Activity
Please answer these questions from the commentary:
1. Which company does the commentary name alongside Facebook as an example of an out-of-left-field application, and what was that company developing?
2. Which two companies does the commentary name in connection with EpiPens?
3. According to the commentary, what can be relaxed so that patients can hold onto their EpiPen supply a little longer?
===== Document extract =====
Nicholas Genes, MD, PhD

Kudos – I guess? Maybe Facebook is trying to repair the damage to their reputation? This is one of those out-of-left field applications — like Google developing autonomous cars —  that will probably make more sense in retrospect, when Facebook starts using MRI scans to optimize advertising.

Seth Trueger, MD MPH FACEP
I suspect this is a scheme to ultimately get eye-movement-controlled Facebook screens into the MRIs for the patients to browse while they are stuck in MRI…

EpiPen expiration dates to stave off shortage

Nicholas Genes, MD, PhD

This story pits three major forms of pharmaceutical industry BS against each other — which will prevail? First, as we’ve covered before, EpiPens are outrageously expensive. Despite jacking up the price and lining their leadership’s pockets, however, Mylan and Pfizer still can’t reliably make the drug available — another shortage! So much for the invisible hand, and the genius of our market system. Thankfully, the third form of BS — the expiration date — can be relaxed, so anxious patients can hold onto their supply a little longer. I do worry that pharma will learn a lesson from this, and start moving up the expiration dates on other drugs, to goose profits. It sounds shameless and wrong, but also entirely consistent.
===== Records supplied =====
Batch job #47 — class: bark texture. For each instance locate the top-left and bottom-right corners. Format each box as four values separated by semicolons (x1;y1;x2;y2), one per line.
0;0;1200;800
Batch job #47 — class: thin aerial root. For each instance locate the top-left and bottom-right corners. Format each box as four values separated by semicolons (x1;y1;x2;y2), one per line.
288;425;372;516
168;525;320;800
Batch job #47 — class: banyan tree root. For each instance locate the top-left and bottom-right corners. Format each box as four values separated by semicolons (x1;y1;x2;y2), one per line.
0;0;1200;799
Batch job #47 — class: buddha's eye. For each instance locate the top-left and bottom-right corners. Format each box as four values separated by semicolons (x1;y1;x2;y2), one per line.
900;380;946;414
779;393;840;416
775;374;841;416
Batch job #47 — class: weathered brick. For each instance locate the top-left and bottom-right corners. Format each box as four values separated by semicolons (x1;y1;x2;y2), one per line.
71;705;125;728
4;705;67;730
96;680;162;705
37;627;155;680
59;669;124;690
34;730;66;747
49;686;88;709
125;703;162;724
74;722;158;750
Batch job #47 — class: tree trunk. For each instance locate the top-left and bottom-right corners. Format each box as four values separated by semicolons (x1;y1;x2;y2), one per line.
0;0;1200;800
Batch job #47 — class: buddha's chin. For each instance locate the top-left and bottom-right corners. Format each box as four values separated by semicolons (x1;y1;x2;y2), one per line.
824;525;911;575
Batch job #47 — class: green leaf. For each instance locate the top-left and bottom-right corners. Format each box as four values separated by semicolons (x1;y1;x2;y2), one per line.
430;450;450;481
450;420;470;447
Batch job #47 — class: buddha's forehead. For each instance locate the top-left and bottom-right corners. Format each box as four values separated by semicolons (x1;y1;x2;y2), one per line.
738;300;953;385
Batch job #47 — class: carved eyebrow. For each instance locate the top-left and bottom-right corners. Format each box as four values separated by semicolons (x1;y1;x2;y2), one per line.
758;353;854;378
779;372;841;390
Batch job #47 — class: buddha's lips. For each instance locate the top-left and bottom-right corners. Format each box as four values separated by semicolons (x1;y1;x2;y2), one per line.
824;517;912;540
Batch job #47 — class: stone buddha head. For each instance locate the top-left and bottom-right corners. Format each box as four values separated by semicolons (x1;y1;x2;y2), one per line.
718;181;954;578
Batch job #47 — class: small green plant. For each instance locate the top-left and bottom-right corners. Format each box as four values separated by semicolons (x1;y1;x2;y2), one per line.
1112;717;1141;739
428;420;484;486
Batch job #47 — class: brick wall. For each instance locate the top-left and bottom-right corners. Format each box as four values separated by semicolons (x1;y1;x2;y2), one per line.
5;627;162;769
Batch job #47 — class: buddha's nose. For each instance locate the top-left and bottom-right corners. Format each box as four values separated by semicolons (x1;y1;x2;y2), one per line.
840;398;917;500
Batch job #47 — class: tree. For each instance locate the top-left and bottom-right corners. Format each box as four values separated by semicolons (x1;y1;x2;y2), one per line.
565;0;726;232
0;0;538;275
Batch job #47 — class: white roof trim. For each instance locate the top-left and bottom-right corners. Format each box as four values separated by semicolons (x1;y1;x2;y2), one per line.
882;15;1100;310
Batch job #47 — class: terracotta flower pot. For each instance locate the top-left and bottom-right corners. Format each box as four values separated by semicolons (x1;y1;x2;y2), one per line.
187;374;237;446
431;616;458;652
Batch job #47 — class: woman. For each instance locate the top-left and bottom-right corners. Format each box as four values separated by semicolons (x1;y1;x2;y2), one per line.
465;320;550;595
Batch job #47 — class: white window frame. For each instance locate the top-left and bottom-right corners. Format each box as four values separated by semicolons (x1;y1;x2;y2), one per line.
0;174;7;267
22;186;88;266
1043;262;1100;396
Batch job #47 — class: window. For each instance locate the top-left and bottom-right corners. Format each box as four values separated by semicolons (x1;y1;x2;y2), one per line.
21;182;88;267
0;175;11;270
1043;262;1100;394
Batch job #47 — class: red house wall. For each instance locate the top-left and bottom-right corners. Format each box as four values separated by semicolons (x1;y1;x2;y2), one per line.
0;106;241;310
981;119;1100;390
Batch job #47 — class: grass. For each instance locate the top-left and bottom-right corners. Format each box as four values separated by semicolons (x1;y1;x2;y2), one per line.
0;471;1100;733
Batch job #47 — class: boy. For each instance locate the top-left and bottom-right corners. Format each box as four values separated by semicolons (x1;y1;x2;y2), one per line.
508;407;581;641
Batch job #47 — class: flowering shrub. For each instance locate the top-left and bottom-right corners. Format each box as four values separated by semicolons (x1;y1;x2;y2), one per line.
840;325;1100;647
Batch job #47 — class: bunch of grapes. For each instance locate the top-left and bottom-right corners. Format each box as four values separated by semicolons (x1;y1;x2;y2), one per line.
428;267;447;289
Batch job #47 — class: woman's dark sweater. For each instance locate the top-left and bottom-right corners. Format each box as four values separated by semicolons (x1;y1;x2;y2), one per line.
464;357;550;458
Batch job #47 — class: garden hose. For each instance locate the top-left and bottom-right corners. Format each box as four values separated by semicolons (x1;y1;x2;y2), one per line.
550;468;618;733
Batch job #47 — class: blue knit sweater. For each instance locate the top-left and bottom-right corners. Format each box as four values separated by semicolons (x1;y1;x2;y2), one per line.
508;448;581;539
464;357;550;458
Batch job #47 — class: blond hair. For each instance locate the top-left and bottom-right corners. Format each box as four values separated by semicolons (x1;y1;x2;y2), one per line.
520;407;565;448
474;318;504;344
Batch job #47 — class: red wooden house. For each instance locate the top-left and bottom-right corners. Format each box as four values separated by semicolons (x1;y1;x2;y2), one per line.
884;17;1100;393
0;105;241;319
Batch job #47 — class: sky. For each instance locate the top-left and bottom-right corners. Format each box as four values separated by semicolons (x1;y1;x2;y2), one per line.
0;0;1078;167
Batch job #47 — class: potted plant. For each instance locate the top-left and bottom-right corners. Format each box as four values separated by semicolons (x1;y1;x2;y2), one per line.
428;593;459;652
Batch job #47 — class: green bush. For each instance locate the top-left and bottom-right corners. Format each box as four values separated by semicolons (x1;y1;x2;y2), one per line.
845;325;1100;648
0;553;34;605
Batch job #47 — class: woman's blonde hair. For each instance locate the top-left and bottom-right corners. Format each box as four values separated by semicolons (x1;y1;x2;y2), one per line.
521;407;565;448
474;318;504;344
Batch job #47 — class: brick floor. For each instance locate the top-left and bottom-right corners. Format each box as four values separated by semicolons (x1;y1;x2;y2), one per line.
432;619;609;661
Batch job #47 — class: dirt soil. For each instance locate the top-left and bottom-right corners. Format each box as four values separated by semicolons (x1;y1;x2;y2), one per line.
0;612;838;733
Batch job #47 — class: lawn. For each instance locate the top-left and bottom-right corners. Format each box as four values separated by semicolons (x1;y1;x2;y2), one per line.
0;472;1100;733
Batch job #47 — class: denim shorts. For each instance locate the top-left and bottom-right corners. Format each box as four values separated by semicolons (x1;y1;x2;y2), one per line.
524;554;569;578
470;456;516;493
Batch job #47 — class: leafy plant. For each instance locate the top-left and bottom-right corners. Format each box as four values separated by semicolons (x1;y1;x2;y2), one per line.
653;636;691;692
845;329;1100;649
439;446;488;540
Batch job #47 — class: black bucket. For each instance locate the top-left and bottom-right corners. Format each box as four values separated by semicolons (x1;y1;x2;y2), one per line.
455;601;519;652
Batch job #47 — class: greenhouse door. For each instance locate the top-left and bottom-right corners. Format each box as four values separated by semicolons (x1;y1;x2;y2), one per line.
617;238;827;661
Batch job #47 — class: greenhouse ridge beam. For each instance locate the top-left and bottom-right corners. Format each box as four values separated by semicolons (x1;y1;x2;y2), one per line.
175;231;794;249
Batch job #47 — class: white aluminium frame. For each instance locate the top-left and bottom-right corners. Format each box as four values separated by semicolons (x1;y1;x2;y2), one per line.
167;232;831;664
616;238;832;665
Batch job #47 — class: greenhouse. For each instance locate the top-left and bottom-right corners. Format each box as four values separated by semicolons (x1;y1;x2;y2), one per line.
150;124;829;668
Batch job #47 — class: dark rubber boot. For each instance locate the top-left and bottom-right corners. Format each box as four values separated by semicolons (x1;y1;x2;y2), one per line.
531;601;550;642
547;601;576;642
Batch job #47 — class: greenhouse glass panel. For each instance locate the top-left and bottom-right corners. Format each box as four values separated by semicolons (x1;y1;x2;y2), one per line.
=====
Your response
1. Google, developing autonomous cars.
2. Mylan and Pfizer.
3. The expiration date.